:: Task material

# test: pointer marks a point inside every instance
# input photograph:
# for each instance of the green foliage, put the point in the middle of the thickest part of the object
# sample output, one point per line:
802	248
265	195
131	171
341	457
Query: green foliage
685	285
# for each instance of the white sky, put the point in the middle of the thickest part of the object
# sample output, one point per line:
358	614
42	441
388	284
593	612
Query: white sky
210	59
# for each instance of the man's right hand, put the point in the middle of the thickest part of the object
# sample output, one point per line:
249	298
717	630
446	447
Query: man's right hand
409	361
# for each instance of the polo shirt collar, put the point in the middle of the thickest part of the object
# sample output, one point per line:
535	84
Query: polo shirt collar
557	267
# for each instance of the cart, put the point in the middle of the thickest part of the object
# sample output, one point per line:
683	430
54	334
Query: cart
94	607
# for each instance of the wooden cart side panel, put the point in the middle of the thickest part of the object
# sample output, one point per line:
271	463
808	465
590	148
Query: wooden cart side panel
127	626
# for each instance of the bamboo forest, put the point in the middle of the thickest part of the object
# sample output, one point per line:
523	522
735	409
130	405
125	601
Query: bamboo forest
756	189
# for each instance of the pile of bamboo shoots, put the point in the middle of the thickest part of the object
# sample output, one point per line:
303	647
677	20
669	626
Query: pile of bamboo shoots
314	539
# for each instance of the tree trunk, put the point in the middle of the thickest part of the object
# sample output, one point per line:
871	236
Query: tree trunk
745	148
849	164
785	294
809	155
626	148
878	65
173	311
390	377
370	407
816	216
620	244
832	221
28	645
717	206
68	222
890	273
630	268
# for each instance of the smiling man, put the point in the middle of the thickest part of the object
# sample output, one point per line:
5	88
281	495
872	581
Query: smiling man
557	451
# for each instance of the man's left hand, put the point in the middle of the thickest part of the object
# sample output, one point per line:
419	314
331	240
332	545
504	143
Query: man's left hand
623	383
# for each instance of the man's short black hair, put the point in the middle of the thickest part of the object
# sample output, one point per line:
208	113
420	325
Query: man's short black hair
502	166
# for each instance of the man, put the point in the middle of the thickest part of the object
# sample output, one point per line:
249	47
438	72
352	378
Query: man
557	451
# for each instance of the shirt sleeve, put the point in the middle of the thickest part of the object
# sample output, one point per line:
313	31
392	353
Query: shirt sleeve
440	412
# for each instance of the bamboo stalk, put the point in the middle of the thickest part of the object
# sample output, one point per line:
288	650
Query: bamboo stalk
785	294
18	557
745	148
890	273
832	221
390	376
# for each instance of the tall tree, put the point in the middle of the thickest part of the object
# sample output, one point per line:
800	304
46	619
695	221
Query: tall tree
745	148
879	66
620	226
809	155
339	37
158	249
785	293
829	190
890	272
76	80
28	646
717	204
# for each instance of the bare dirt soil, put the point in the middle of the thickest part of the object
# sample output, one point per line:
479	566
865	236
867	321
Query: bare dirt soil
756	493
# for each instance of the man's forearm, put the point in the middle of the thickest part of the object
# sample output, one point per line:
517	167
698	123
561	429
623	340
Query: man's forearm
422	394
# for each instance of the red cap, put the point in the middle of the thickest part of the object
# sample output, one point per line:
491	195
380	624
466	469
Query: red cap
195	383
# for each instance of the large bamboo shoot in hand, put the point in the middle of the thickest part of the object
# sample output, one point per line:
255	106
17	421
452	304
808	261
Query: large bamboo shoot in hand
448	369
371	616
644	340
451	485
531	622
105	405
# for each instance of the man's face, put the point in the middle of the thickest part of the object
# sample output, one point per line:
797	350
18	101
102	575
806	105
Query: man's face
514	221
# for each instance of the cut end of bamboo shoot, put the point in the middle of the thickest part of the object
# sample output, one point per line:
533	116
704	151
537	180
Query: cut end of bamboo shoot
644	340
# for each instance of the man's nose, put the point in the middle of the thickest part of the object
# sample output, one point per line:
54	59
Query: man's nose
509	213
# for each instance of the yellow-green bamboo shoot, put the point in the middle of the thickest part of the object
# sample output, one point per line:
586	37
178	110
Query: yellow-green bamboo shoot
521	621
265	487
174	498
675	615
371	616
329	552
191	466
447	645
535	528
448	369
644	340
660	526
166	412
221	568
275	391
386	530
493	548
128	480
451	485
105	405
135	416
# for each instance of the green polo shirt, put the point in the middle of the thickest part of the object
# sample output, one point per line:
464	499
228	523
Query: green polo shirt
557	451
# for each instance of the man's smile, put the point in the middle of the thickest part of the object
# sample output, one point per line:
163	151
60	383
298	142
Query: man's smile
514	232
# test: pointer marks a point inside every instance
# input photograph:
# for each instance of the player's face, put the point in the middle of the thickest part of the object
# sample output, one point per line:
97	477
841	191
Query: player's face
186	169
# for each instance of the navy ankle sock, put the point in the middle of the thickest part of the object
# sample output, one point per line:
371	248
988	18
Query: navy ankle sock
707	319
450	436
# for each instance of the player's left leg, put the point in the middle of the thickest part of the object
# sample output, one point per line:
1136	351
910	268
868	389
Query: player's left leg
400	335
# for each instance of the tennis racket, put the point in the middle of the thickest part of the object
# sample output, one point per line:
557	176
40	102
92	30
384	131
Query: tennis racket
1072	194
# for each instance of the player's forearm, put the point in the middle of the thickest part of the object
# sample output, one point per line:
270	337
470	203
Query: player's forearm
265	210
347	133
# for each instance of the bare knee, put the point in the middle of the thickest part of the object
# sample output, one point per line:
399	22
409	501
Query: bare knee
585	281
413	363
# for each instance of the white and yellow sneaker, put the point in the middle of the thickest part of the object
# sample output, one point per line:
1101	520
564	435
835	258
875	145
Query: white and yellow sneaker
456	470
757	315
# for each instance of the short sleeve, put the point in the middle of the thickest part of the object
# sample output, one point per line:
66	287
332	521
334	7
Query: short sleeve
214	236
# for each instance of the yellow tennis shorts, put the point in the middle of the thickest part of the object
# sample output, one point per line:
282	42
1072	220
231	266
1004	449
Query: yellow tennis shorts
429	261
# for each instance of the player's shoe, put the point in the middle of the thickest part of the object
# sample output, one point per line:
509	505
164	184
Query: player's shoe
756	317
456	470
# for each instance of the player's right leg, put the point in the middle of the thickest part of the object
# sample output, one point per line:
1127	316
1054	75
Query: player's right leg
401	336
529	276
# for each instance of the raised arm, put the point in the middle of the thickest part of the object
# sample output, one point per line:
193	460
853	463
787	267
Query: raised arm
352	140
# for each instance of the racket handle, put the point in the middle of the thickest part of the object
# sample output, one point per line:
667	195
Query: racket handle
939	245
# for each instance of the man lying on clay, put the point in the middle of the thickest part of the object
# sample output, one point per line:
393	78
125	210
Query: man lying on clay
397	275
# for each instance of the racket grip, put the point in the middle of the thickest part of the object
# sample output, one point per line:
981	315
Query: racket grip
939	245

::::

### Work item
Output each record above exactly, omitting nothing.

### Reply to the exercise
# test: pointer marks a point inside every instance
# input photograph:
# for each instance of the green foliage, put the point in the middle of the thickest part of the object
# sample output, one point per line:
802	248
265	195
131	171
341	457
Query: green foliage
685	285
# for each instance of the white sky, put the point in the middle of the thickest part of the object
# sample output, one point per line:
358	614
42	441
388	284
593	612
Query: white sky
210	59
# for each instance of the man's right hand, put the point in the middle of the thickest part of the object
# sample output, one point per line:
249	298
717	630
446	447
Query: man's right hand
409	361
# for each instance of the polo shirt collar, put the point in the middle of the thickest part of the object
# sample output, one point per line:
535	84
Query: polo shirt collar
557	267
# for each instance of the cart, put the point in the middle of the thickest part of the object
# sample output, one point per line:
683	430
54	334
Query: cart
94	607
# for each instance of the wooden cart side panel, put the point in the middle of the thickest part of the object
# sample output, one point per line:
271	463
808	465
590	148
Query: wooden cart side panel
127	626
# for each instance of the bamboo forest, put the point in the middle of the thickest part of the object
# sample output, one point per line:
523	522
735	409
130	405
125	601
Query: bamboo forest
756	189
# for each instance of the pile of bamboo shoots, put the point in the middle of the thickest part of the object
# sample output, one point per line:
303	647
677	20
669	626
Query: pile of bamboo shoots
314	539
# for each instance of the tree trunk, put the point in the middle of the thickest part of the object
# sample output, one point per line:
871	236
Query: tree trunk
745	148
849	164
785	294
809	155
626	148
878	65
173	311
390	377
370	407
816	216
620	244
832	221
28	645
717	206
68	222
890	273
630	268
# for each instance of the smiling man, put the point in the middle of the thickest part of the object
# sample output, one point per line:
5	88
281	495
872	581
Query: smiling man
557	451
# for each instance of the man's left hand, put the point in the middle of the thickest part of the object
# sample output, one point per line:
419	314
331	240
332	545
504	143
Query: man's left hand
623	383
# for each instance of the man's short black hair, put the point in the middle of the thickest part of the object
# sample output, one point per line:
208	113
420	325
Query: man's short black hair
502	166
# for each instance of the man, put the point in the middle of the thickest part of the object
# sample output, one point per line:
249	47
438	72
352	378
Query: man
557	451
# for each instance of the shirt sleeve, put the point in the middle of the thickest part of the object
# sample output, one point per line:
313	31
392	353
Query: shirt sleeve
440	412
# for each instance of the bamboo stalk, put the point in the middle of the thickest part of the object
# sample output, one point per line:
288	650
Query: bamboo stalk
785	294
18	557
745	148
890	273
832	221
390	376
# for each instance of the tall tree, put the point in the middle of the thickest part of the object
# sample output, one point per line:
800	304
46	619
695	221
Query: tall tree
745	148
879	66
620	226
809	155
339	37
158	249
785	293
829	190
890	272
76	80
28	646
717	204
# for each instance of the bare dirt soil, put the point in the middle of the thickest part of the object
# sample output, one point per line:
479	566
865	236
867	321
Query: bare dirt soil
756	493
# for each instance of the man's forearm, put the point in the middle of the thickest part of the object
# sample output, one point per line:
517	167
698	123
561	429
623	340
Query: man's forearm
422	394
# for each instance of the red cap, put the point in the middle of the thickest part of the object
# sample output, one point per line:
491	195
380	624
466	469
Query: red cap
195	383
# for each instance of the large bamboo shoot in hand, put the point in the middle of the thickest part of the object
# sample output, one point per line:
255	106
17	421
452	304
808	261
Query: large bamboo shoot in hand
448	369
371	616
644	340
451	485
531	622
105	405
# for each instance of the man's face, put the point in the middle of the thickest part of the object
# sample output, one point per line:
797	350
18	101
102	575
806	105
Query: man's face
514	221
# for each instance of the cut end of bamboo shoot, put the point in the middle of the thickest part of the object
# sample output, one point per line:
533	116
704	151
537	180
Query: cut end of bamboo shoot
644	340
# for each instance of the man's nose, put the point in the middle of the thickest part of the object
# sample output, one point per line:
54	59
Query: man's nose
509	213
# for each instance of the yellow-green bamboo shoot, put the point in the middle of the thickest part of the object
# sample output, one point per line:
586	37
178	110
Query: yellow-green bamboo shoot
521	621
265	487
174	498
675	615
371	616
329	552
191	466
447	645
535	528
448	369
644	340
660	526
166	412
221	568
275	391
386	530
493	548
128	480
451	485
105	405
135	416
# for each instance of the green polo shirt, put the point in the middle of the thickest part of the object
# sample output, one point per line:
464	499
228	523
Query: green polo shirt
557	451
# for each instance of the man's smile, put the point in the middle of the thickest part of the object
# sample output, one point per line:
163	151
60	383
298	142
Query: man's smile
514	232
# test: pointer marks a point inside every instance
# input photograph:
# for each instance of the player's face, put the point in the middle of the thickest part of the object
# sample output, one point per line:
97	477
841	191
Query: player's face
186	169
# for each instance of the navy ankle sock, put the point in the middle of the thickest part of the object
# sample output, one point per line:
371	248
988	18
Query: navy ankle sock
707	319
450	436
# for each instance of the player's left leg, put the point in the middle of the thickest part of the object
# sample output, one point per line:
1136	351
910	268
868	389
Query: player's left leg
400	335
# for each instance of the tennis racket, put the point in the middle of the thickest part of the object
# sample output, one point per line:
557	176
40	102
92	30
384	131
Query: tennis racket
1072	194
# for each instance of the player's forearm, put the point in the middle of the thickest part of the object
# sample output, one point per line:
270	337
470	203
Query: player's forearm
265	210
347	133
# for each instance of the bare knee, put the point in the middle of the thickest part of the object
# sample output, one point per line:
399	22
409	501
Query: bare knee
585	281
413	363
# for each instance of the white and yellow sneaker, put the point in the middle of the thickest part of the object
# sample output, one point per line:
1101	520
564	435
835	258
875	145
Query: white and yellow sneaker
456	470
757	315
# for each instance of the short sleeve, put the point in the middle of the thickest part of the object
# sample output, one point per line:
66	287
332	521
334	7
Query: short sleeve
214	236
# for each instance of the yellow tennis shorts, put the point in the middle of the thickest part of the object
# sample output, one point per line:
282	42
1072	220
231	266
1004	449
Query: yellow tennis shorts
429	261
# for each instance of the player's shoe, put the point in the middle of the thickest part of the object
# sample output, one point per line:
509	505
164	184
Query: player's shoe
756	317
456	470
# for each instance of the player's right leg, put the point in the middle of the thickest part of the object
# sample output, one point per line:
1127	316
1054	75
Query: player's right leg
401	336
529	276
# for each instance of the raised arm, put the point in the middle of the thickest part of the object
# sample output, one point per line:
193	460
853	463
787	267
Query: raised arm
352	140
# for each instance of the racket handle, put the point in the middle of the thickest part of the object
# sample output, one point per line:
667	195
Query: racket handle
939	245
# for each instance of the man lying on clay, put the point in the middle of the thickest part of the object
# sample output, one point per line:
393	78
125	210
Query: man lying on clay
397	275
# for each instance of the racket grip, put the point in the middle of the thickest part of the object
# sample output, one point per line:
981	315
Query: racket grip
939	245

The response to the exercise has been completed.